■ Фрагмент страницы ■
Упав на снег и прикрыв голову руками, я поинтересовался: всегда ли у них так весело справляют праздники?
– Нет, это специально для тебя! – гордо сказала Анна Мари.
Избежать ответных действий было невозможно, и по окончании фейерверка я покорно отправился в дом местного старосты, где собрались представители старшего поколения островитян.
– Здравствуй, товарищ, Сталину слава, Гитлер капут! – с улыбкой обратился ко мне приветливый староста, гордившийся своим героическим прошлым.
Этой фразой взаимное поле русского языка было исчерпано, и мы перешли к вежливой беседе по-английски. Познав тонкости ловли трески, тунца и форели в различных погодных условиях, я приступил к основной программе и лихо опрокинул рюмочку “аквавита” под бурные аплодисменты собравшихся.
Как выяснилось, они раньше просто не знали, что нормальные люди водку пьют залпом, а не тянут мелкими глотками, запивая пивом. Уходя, я оставил почтенных старцев и седовласых матрон в процессе освоения новой технологии постижения радости жизни.

■ Задание ■
Выведите без изменений всё из фрагмента страницы, начиная со слов «Избежать ответных действий» и до слов «старшего поколения островитян.» включительно.

■ Материал ■
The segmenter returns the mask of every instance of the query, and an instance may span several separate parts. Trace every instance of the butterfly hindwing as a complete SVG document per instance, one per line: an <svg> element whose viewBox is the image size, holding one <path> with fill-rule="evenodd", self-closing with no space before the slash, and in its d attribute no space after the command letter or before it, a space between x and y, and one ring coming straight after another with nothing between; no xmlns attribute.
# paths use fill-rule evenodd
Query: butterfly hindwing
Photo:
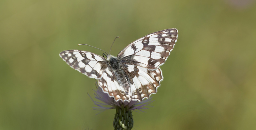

■ Ответ ■
Избежать ответных действий было невозможно, и по окончании фейерверка я покорно отправился в дом местного старосты, где собрались представители старшего поколения островитян.